-- Document extract --
The camera trails the clerk at this point, the van door slides open so gently that we almost don’t hear it, and the show cuts to another scene. On his podcast, Bret Easton Ellis likes to talk about how important it is for a movie camera to become a character; it’d be easy to believe that the totality of The Deleted, from conception to writing to filming, was mere pretext to be able to stage a scene this chilling. A similarly powerful moment, from the sixth episode: Logan (Daniel Zovatto) coughing over a bathroom sink, trying to staunch a self-inflicted jugular wound, smash-cut to Ryder (Nash Grier) puking after firing the gun the show placed in his hand back in episode 4.

By now, the trajectory is clear: everything’s leading to that house on the beach. Breeda (Amanda Cerny) is constantly lurking, off center and off the chain. Most escapees are back in the fold, consuming the strange, milky drug, commonly known as “Guidance”; it can be imbibed, injected, or absorbed through the skin. When Logan and Ryder rendezvous to compare notes and freak the fuck out, we learn that this cult isn’t just a cult; the Russians are involved, the military is involved. This thing is big.

In its full flower, paranoia can heighten reality to a ridiculous extent. You can see things that aren’t there. In episode 6, Ellis inserts scenes that are either delusions or separate from the immediate context, so that a particular character becomes an unreliable narrator. This character is talked into attending party, where a background character is foregrounded enough that the audience knows where this will lead; the stranger will induce our hero to hit up another party. And we know damn well where that party is raging and how the partiers are getting high.

-- Exercise instructions --
Can you print the passage on The Deleted word for word, from "The camera trails" to "in episode 4."?

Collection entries
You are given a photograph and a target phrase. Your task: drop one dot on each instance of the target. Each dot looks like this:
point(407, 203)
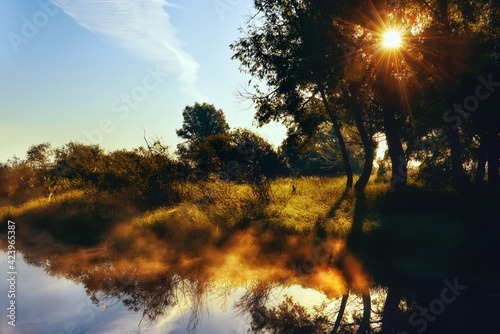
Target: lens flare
point(392, 39)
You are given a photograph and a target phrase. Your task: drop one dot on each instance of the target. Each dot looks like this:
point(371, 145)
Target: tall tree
point(199, 123)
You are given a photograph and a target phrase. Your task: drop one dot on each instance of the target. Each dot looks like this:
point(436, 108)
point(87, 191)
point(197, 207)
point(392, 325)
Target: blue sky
point(103, 71)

-- Answer to this problem --
The camera trails the clerk at this point, the van door slides open so gently that we almost don’t hear it, and the show cuts to another scene. On his podcast, Bret Easton Ellis likes to talk about how important it is for a movie camera to become a character; it’d be easy to believe that the totality of The Deleted, from conception to writing to filming, was mere pretext to be able to stage a scene this chilling. A similarly powerful moment, from the sixth episode: Logan (Daniel Zovatto) coughing over a bathroom sink, trying to staunch a self-inflicted jugular wound, smash-cut to Ryder (Nash Grier) puking after firing the gun the show placed in his hand back in episode 4.